* Description of the task *
Copy each line of the records below that has "pavement" in it.

(Beginning of Task input)

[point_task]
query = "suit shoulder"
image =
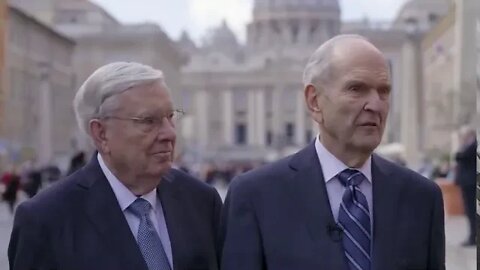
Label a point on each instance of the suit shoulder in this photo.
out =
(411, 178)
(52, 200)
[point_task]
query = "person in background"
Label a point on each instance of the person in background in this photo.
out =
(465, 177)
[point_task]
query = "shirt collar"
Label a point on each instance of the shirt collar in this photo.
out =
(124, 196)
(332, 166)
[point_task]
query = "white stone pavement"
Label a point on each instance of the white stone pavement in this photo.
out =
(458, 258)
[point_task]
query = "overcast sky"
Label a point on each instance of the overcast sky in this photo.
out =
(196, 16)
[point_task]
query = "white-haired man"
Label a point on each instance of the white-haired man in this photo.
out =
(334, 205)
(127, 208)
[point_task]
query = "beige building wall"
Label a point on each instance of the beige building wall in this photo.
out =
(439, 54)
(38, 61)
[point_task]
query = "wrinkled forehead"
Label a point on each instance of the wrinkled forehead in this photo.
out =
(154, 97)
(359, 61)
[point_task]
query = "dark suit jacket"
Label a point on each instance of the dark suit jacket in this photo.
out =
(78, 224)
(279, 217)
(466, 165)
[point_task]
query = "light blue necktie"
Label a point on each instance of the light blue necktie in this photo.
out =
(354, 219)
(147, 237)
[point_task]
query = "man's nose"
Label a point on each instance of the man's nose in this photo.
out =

(End of Task input)
(Beginning of Task input)

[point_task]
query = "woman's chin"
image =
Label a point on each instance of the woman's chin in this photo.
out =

(End of Task input)

* Task answer *
query = "white stone pavement"
Label a point on each instance of the white stone pavement in this photo.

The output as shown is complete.